Task objective:
Word for word, retype every line of the data.
++++++++++++++++++++
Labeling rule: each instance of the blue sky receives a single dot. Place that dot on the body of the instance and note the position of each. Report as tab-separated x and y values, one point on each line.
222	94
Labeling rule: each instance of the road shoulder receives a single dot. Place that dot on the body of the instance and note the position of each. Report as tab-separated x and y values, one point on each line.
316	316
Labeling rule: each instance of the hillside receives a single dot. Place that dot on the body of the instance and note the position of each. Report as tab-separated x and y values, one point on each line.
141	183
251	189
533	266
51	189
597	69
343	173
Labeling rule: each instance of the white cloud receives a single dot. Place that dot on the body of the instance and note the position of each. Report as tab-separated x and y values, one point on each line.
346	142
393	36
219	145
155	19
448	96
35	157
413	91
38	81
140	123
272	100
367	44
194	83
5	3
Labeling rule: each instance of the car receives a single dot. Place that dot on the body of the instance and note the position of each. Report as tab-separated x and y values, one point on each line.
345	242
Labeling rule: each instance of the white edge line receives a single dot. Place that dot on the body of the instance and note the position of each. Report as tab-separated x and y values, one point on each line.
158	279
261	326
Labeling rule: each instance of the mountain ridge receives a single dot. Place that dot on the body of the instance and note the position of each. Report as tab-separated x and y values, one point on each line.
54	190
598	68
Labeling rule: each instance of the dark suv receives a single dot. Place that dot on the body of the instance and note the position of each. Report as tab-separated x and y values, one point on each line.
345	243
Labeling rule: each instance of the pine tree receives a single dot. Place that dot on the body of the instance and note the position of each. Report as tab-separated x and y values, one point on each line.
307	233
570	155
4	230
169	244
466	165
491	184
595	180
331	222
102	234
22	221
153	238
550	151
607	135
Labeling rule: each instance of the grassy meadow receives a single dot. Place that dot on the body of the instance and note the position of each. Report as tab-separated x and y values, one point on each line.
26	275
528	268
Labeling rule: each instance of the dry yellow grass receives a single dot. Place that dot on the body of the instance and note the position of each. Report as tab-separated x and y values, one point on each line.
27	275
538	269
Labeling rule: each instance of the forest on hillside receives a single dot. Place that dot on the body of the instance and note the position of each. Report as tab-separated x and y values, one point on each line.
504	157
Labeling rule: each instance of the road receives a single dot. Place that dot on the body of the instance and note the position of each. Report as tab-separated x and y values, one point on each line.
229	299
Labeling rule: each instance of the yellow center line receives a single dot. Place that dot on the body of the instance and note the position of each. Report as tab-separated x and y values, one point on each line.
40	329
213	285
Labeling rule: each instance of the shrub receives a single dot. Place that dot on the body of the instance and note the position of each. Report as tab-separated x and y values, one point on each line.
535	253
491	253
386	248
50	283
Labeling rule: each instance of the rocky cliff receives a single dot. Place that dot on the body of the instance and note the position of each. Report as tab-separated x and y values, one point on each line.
++++++++++++++++++++
Problem solution:
Labeling rule: each instance of the blue sky receives a single dot. Place that dot on the body of the instance and note the position of each. Report as tab-separated x and y values, one point on each line.
222	94
Labeling rule: each instance of the road shoulder receives a single dot. Place that dot on the body of the instance and note the position of each. Report as tab-separated x and y values, one point on each line.
316	316
Labeling rule: each instance of the hillside receives a single dot. Place that dot on the body of the instance and note the position of each. Report as tab-separated x and y values, one point on each line.
141	183
251	189
533	266
51	189
597	69
343	173
Labeling rule: each instance of the white cloud receives a single dot. Place that dot on the body of the instance and note the position of each. Report as tab-separated x and y values, one point on each line.
346	142
393	36
219	145
155	19
448	96
35	157
413	91
38	81
140	123
272	100
367	44
194	83
5	3
Labeling rule: each instance of the car receives a single dot. Place that dot on the body of the instance and note the position of each. Report as tab-separated x and y values, one point on each line.
345	242
Labeling rule: each instance of the white edge line receives a single dot. Place that dot on the body of the instance and note the position of each. Report as tab-separated x and y values, one point on each line.
158	279
261	326
Labeling rule: each instance of the mountain ridge receives a single dot. Place that dot on the body of the instance and note the position of each. Report as tab-separated x and y values, one point on each line.
54	190
598	68
Labeling rule: each instance of the dark suv receives a single dot. Place that dot on the body of the instance and note the position of each. Report as tab-separated x and y values, one point on each line.
345	243
Labeling rule: each instance of the pine tree receives a single dot. Place that dot on the body of the instance and note the position of each. Report as tab-separated x and y values, one point on each line.
307	233
570	155
4	230
169	244
466	165
491	184
595	180
331	222
102	234
22	221
153	238
550	151
607	135
Labeling rule: each instance of the grassy meadow receives a single dot. Place that dot on the body of the instance and note the position of each. Report as tab-separated x and y values, one point on each line.
26	275
528	268
Labeling rule: each instance of the dry yellow grass receives a single dot. Place that dot on the body of the instance and note the position of each. Report as tab-separated x and y values, one point on each line.
27	275
538	269
Labeling rule: each instance of the forest on hillside receives a single dot. Place that dot on the body of the instance and note the position of each. Report as tab-separated x and y values, one point on each line.
504	157
Labeling rule: each instance of the road receives a single dot. Place that dot on the body of the instance and note the position of each. Report as tab-separated x and y values, one point on each line.
229	299
Labeling rule: each instance of the yellow center line receives a single dot. Place that dot on the body of the instance and note the position of each. Report as tab-separated x and y values, one point on each line.
40	329
213	285
Labeling rule: each instance of the shrub receives a single dot. Place that dot on the body of the instance and note the position of each. Report as tab-separated x and y values, one point on each line.
535	253
491	253
386	248
50	283
Labeling rule: each instance of the rocky cliff receives a single dot. Place that dot on the body of the instance and note the position of each. Report as tab-separated x and y values, one point on each line.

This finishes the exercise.